__ABOUT THIS TASK__. Each entry that follows is to be retyped exactly. Pictures do not belong in the copy.

__INPUT MATERIAL__.
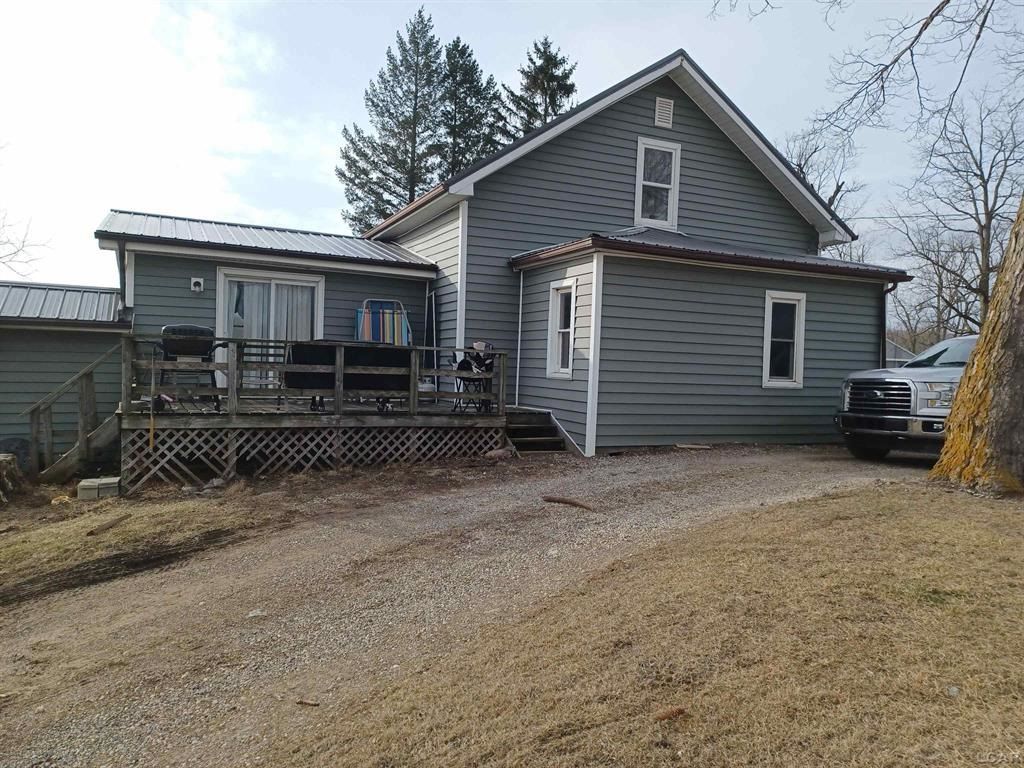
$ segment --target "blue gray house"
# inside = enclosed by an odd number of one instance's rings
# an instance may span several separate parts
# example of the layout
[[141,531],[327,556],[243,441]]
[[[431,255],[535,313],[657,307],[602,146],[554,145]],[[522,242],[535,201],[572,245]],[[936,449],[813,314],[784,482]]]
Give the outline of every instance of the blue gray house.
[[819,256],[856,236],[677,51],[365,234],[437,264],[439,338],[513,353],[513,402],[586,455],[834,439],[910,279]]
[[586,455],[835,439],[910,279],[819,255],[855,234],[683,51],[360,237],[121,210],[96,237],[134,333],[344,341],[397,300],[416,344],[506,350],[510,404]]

__EXERCISE OUTPUT__.
$ segment --target "blue gray house"
# inside = enclosed by an odd number of one instance's rings
# an instance may span several separate parts
# example of the layout
[[141,531],[327,556],[243,441]]
[[[431,255],[535,313],[657,307],[602,146],[554,145]],[[522,242],[535,201],[572,245]],[[936,449],[813,314],[784,482]]]
Give the outline of every instance of the blue gray house.
[[819,256],[856,236],[677,51],[365,234],[437,264],[439,338],[513,353],[513,402],[586,455],[834,439],[910,279]]
[[586,455],[835,439],[910,279],[819,255],[855,234],[683,51],[360,237],[121,210],[96,237],[134,333],[344,341],[397,300],[416,344],[506,350],[510,404]]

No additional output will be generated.